• [TASK BRIEF]: Render the stretch that opens with the line containing "Can you find the yellow" and closes with the line containing "[[2, 246], [33, 145], [46, 187]]", both included, as a Markdown table with columns Row and Line. Number each row and leave out blank lines.

• [THE RECORDS]:
————

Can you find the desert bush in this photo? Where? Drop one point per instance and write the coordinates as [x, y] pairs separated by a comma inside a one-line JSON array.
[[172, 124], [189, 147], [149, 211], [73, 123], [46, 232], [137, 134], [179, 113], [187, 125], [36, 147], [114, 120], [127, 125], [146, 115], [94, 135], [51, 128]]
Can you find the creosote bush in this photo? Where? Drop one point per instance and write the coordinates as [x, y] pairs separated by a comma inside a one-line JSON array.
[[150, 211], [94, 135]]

————

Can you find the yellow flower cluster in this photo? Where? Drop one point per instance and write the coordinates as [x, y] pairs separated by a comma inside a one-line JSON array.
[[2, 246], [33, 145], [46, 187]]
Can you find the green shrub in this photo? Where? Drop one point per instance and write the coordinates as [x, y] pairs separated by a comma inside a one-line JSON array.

————

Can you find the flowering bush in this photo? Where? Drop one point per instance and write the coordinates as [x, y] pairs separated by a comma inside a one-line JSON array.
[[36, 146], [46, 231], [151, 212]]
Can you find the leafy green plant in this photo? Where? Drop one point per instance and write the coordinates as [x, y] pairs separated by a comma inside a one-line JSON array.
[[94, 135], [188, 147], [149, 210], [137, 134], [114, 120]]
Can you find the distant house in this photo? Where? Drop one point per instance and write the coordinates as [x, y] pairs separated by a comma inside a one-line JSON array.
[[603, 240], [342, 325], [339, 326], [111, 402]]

————

• [THE RESPONSE]:
| Row | Line |
|---|---|
| 1 | Can you find the yellow flower cluster in this photo? Where? Drop one point per instance and write the coordinates as [x, y] pairs separated by a comma inside a one-line JSON array. |
| 2 | [[2, 246], [33, 145], [46, 187]] |